§ **Challenge**: Express the entries from the line with "Target: cinnamon stick in cup" to the line with "[(464, 181)]" as a two-column CSV headed entry_text and answer, with one row per entry. Put each field in double quotes and replace any line breaks inside it with spaces.

§ **Material provided**:
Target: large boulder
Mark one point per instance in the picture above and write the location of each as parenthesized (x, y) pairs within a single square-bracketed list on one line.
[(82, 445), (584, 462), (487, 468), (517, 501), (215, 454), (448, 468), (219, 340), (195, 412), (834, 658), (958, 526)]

---

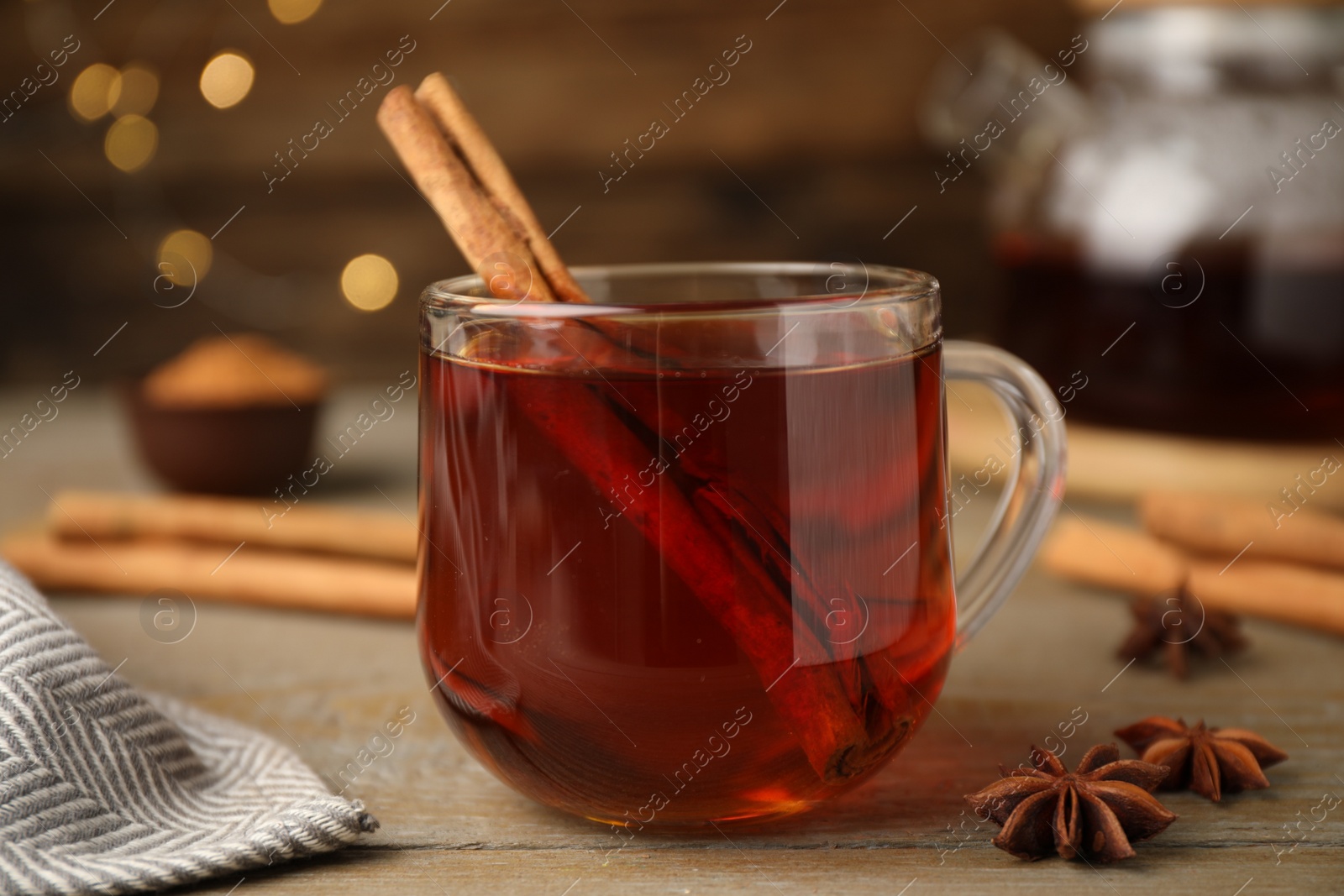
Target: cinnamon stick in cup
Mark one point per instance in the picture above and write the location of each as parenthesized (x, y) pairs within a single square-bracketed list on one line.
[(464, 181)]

§ **Output**:
entry_text,answer
"Target: cinnamon stick in cup Mark one point per instance in the picture above and write the location of each as parenthesized (x, y) pairs within a single square-bracketed list on one line.","[(464, 181)]"